[Problem description]
Count the lines in the rows below that contain the string "Target", and reply with the number alone.

[Task material]

□ □ □ □

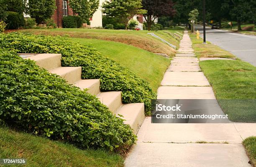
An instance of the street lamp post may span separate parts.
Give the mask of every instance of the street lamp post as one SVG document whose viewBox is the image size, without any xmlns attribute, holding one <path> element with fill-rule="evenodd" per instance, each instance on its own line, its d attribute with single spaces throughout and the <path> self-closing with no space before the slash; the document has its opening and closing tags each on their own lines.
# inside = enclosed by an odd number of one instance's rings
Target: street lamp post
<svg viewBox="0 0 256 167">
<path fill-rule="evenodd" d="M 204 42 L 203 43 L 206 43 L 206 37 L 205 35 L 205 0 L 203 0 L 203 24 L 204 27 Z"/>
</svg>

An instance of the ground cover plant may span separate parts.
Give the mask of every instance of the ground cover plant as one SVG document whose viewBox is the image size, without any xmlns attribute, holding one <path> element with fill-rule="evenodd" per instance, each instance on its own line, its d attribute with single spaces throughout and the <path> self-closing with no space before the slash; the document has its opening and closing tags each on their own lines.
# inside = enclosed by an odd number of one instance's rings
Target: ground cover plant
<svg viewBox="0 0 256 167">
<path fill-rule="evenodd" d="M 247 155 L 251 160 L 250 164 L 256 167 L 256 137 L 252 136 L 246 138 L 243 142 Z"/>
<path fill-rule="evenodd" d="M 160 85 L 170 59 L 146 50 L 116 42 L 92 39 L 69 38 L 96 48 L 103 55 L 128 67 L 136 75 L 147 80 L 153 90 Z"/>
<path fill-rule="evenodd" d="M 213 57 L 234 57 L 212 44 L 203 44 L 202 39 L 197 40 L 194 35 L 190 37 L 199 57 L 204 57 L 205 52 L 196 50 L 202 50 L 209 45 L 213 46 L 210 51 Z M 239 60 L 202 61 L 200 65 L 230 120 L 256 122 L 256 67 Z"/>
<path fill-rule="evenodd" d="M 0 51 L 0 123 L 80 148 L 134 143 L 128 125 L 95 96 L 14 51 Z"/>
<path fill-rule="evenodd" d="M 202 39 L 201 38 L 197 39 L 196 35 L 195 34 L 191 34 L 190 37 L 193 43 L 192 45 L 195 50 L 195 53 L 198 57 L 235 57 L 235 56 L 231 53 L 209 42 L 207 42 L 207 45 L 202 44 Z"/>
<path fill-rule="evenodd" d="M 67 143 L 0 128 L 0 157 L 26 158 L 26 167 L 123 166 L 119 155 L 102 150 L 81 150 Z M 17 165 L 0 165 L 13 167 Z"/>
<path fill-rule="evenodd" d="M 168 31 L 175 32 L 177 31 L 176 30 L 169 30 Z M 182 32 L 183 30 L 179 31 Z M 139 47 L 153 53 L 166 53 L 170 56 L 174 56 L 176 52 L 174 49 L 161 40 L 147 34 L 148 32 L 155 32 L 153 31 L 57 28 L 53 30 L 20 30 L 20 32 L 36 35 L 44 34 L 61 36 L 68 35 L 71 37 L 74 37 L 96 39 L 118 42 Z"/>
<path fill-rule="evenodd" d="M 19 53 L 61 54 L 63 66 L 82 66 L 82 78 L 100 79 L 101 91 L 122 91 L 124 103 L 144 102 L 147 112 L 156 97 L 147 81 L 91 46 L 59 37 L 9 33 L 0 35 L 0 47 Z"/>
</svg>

□ □ □ □

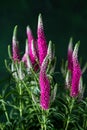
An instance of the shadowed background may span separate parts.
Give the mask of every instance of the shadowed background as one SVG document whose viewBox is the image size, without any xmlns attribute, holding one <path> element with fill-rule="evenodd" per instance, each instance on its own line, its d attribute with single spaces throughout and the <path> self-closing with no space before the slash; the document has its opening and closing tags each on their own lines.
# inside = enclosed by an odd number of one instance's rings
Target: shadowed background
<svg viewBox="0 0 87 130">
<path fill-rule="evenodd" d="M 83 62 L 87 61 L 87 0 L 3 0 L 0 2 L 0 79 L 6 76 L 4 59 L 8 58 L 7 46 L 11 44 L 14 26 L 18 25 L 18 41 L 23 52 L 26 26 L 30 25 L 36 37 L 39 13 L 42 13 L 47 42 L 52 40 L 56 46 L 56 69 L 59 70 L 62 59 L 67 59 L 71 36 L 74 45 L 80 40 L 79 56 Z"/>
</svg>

□ □ □ □

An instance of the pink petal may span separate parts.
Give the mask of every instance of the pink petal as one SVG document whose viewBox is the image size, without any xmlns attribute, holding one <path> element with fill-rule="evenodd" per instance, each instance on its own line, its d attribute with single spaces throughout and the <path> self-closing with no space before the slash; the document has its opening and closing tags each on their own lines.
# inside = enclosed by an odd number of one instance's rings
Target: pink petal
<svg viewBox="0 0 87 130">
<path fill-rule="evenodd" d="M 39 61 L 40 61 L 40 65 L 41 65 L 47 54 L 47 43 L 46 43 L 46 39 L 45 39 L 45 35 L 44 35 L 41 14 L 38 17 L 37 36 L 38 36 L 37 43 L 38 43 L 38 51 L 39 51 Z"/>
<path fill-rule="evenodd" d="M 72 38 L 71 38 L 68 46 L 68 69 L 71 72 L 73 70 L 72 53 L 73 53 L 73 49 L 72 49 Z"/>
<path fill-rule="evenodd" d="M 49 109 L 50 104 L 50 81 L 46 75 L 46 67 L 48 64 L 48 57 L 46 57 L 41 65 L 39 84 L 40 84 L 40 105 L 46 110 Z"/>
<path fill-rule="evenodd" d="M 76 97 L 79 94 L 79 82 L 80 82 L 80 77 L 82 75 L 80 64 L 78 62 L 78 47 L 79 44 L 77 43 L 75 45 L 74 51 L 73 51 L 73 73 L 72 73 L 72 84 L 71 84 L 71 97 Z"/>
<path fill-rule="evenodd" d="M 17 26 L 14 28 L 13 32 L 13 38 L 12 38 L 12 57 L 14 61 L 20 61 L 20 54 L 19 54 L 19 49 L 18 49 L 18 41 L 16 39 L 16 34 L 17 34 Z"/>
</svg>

□ □ □ □

[The output]
4